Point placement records
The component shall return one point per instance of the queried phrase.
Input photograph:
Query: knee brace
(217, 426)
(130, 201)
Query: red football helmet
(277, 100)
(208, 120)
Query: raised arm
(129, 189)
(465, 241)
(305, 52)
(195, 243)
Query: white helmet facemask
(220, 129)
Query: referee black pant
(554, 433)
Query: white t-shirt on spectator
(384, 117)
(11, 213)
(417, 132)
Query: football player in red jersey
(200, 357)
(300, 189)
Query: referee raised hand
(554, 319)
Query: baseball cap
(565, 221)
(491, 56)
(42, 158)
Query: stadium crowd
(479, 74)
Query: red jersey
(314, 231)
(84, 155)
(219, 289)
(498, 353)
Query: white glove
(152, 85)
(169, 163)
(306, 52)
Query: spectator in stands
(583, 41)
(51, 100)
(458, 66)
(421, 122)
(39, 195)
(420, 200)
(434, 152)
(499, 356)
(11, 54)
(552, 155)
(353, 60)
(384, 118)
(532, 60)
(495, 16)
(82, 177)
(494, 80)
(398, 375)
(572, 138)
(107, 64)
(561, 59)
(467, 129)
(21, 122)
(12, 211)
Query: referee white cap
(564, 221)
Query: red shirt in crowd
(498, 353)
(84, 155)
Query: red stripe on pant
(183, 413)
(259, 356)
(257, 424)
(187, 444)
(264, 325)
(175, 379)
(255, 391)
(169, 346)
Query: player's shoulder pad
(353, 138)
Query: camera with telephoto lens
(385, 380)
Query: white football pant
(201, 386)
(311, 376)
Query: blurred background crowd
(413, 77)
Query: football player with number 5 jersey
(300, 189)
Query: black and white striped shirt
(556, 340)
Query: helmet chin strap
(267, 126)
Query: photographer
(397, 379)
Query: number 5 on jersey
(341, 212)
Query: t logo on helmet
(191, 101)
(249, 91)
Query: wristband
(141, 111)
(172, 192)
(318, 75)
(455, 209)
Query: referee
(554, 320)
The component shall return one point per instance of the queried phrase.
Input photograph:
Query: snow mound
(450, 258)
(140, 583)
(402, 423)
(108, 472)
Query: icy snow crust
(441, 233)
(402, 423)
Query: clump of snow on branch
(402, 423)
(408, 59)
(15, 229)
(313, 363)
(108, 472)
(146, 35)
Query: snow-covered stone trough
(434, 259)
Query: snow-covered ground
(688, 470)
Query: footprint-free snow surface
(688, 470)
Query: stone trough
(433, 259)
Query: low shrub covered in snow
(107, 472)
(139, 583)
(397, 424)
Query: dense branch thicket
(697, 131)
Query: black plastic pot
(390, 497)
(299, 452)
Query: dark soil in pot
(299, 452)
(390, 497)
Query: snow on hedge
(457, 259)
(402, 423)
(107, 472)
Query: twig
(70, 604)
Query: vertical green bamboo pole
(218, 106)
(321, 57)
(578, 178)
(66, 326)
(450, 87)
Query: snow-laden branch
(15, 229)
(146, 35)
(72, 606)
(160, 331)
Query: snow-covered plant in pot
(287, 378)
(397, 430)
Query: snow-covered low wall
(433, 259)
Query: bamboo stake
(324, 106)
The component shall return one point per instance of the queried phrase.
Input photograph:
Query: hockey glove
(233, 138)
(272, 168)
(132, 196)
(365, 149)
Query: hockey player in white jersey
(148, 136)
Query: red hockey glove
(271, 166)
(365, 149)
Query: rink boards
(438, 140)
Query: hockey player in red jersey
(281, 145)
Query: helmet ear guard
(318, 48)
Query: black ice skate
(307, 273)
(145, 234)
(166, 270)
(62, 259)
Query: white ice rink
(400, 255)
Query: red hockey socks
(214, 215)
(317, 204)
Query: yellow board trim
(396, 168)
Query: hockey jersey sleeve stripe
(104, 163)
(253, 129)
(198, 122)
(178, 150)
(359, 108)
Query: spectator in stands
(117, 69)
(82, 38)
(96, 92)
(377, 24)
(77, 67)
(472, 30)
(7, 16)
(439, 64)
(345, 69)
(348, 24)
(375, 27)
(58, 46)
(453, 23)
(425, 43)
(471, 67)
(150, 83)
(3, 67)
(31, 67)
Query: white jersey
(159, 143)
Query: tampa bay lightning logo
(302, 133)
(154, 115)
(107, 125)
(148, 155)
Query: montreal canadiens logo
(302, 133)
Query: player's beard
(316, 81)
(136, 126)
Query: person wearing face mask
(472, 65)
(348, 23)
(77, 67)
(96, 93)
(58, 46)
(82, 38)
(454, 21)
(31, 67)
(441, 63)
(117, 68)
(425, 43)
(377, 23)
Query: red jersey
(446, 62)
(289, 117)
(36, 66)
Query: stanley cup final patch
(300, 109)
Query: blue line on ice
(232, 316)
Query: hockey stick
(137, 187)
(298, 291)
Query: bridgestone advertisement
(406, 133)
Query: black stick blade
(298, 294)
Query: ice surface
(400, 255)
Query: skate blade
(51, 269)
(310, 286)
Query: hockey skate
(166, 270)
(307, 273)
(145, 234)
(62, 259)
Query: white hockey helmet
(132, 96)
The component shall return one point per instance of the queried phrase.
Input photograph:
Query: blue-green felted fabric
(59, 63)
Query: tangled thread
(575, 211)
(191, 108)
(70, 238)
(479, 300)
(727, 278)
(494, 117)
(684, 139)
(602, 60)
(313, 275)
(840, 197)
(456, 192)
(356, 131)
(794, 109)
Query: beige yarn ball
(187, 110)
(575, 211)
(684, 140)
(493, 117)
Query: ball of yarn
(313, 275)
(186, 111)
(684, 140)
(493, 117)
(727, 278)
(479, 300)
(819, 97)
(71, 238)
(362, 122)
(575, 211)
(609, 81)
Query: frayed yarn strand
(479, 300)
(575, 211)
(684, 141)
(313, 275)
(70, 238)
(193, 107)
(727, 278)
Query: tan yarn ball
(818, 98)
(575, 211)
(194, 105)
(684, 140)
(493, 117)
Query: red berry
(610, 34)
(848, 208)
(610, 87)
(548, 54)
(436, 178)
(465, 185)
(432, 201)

• Aim of the task
Reproduce every line above without error.

• Written response
The component shall return one point per instance of the queried phrase.
Input photograph:
Query: knee brace
(217, 426)
(130, 201)
Query: red football helmet
(277, 100)
(208, 120)
Query: raised arm
(129, 189)
(465, 241)
(305, 52)
(195, 243)
Query: white helmet facemask
(220, 129)
Query: referee black pant
(554, 433)
Query: white t-shirt on spectator
(384, 117)
(11, 213)
(417, 132)
Query: football player in red jersey
(200, 357)
(300, 189)
Query: referee raised hand
(554, 319)
Query: baseball cap
(565, 221)
(491, 56)
(42, 158)
Query: stadium crowd
(479, 74)
Query: red jersey
(314, 231)
(84, 155)
(219, 289)
(498, 353)
Query: white glove
(152, 85)
(169, 163)
(306, 52)
Query: spectator in stands
(583, 41)
(51, 100)
(458, 66)
(421, 122)
(39, 195)
(420, 200)
(434, 152)
(499, 356)
(11, 54)
(552, 155)
(353, 60)
(384, 118)
(532, 60)
(495, 16)
(82, 177)
(494, 80)
(398, 375)
(572, 138)
(107, 64)
(561, 59)
(467, 129)
(21, 122)
(12, 211)
Query: referee white cap
(564, 221)
Query: red shirt in crowd
(498, 353)
(84, 155)
Query: red stripe on pant
(183, 413)
(259, 356)
(257, 424)
(187, 444)
(264, 325)
(175, 379)
(255, 391)
(169, 346)
Query: player's shoulder pad
(353, 138)
Query: camera with telephoto lens
(385, 380)
Query: white football pant
(201, 386)
(311, 376)
Query: blurred background crowd
(413, 77)
Query: football player with number 5 jersey
(300, 189)
Query: black and white striped shirt
(556, 340)
Query: helmet chin strap
(267, 126)
Query: photographer
(397, 379)
Query: number 5 on jersey
(341, 212)
Query: t logo on helmet
(191, 101)
(249, 91)
Query: wristband
(141, 111)
(172, 192)
(318, 75)
(455, 209)
Query: referee
(554, 320)
The component shall return one point per instance of the queried phrase.
Input photograph:
Query: snow mound
(450, 258)
(140, 583)
(402, 423)
(108, 472)
Query: icy snow crust
(441, 233)
(402, 423)
Query: clump of snow on branch
(402, 423)
(408, 59)
(15, 229)
(313, 363)
(108, 472)
(146, 35)
Query: snow-covered stone trough
(434, 259)
Query: snow-covered ground
(688, 470)
Query: footprint-free snow surface
(688, 470)
Query: stone trough
(433, 259)
Query: low shrub covered in snow
(107, 472)
(139, 583)
(397, 424)
Query: dense branch thicket
(697, 131)
Query: black plastic pot
(390, 497)
(299, 452)
Query: dark soil in pot
(299, 452)
(390, 497)
Query: snow on hedge
(457, 259)
(402, 423)
(107, 472)
Query: twig
(70, 604)
Query: vertical green bamboo pole
(218, 106)
(321, 57)
(578, 178)
(66, 326)
(450, 87)
Query: snow-laden branch
(15, 229)
(146, 35)
(72, 606)
(160, 331)
Query: snow-covered plant in pot
(287, 378)
(397, 430)
Query: snow-covered low wall
(433, 259)
Query: bamboo stake
(324, 106)
The component shall return one point per instance of the queried phrase.
Input photograph:
Query: hockey glove
(233, 138)
(272, 168)
(132, 196)
(365, 149)
Query: hockey player in white jersey
(148, 136)
Query: red hockey glove
(271, 166)
(365, 149)
Query: rink boards
(438, 140)
Query: hockey player in red jersey
(281, 145)
Query: helmet ear guard
(318, 48)
Query: black ice skate
(307, 273)
(145, 234)
(166, 270)
(62, 259)
Query: white ice rink
(400, 255)
Query: red hockey socks
(214, 215)
(317, 204)
Query: yellow board trim
(396, 168)
Query: hockey jersey sleeve stripe
(104, 163)
(253, 129)
(198, 122)
(178, 150)
(359, 108)
Query: spectator in stands
(117, 69)
(82, 38)
(96, 92)
(377, 24)
(77, 67)
(472, 30)
(7, 16)
(439, 64)
(345, 69)
(348, 24)
(375, 27)
(58, 46)
(453, 23)
(425, 43)
(471, 67)
(150, 83)
(3, 67)
(31, 67)
Query: white jersey
(159, 143)
Query: tampa bay lightning logo
(302, 133)
(154, 115)
(107, 125)
(148, 155)
Query: montreal canadiens logo
(302, 133)
Query: player's beard
(316, 81)
(136, 126)
Query: person wearing face mask
(472, 65)
(348, 23)
(77, 67)
(96, 93)
(58, 46)
(82, 38)
(454, 21)
(31, 67)
(441, 63)
(117, 68)
(425, 43)
(377, 23)
Query: red jersey
(446, 62)
(289, 117)
(36, 66)
Query: stanley cup final patch
(300, 109)
Query: blue line on ice
(232, 316)
Query: hockey stick
(137, 187)
(298, 291)
Query: bridgestone advertisement
(406, 133)
Query: black stick blade
(298, 294)
Query: ice surface
(400, 255)
Query: skate blade
(51, 269)
(310, 286)
Query: hockey skate
(166, 270)
(307, 273)
(145, 234)
(62, 259)
Query: white hockey helmet
(132, 96)
The component shall return one point per instance of the queried phrase.
Input photograph:
Query: blue-green felted fabric
(59, 63)
Query: tangled thread
(575, 211)
(191, 108)
(70, 238)
(479, 300)
(727, 278)
(494, 117)
(684, 139)
(602, 60)
(313, 275)
(840, 197)
(456, 192)
(356, 131)
(794, 109)
Query: beige yarn ball
(187, 110)
(575, 211)
(684, 140)
(493, 117)
Query: ball of yarn
(313, 275)
(186, 111)
(684, 140)
(493, 117)
(727, 278)
(479, 300)
(819, 97)
(71, 238)
(362, 122)
(575, 211)
(609, 81)
Query: frayed yarn strand
(479, 300)
(575, 211)
(684, 141)
(313, 275)
(70, 238)
(193, 107)
(727, 278)
Query: tan yarn ball
(818, 98)
(575, 211)
(194, 105)
(684, 140)
(493, 117)
Query: red berry
(610, 34)
(848, 208)
(610, 87)
(548, 54)
(436, 178)
(465, 185)
(432, 201)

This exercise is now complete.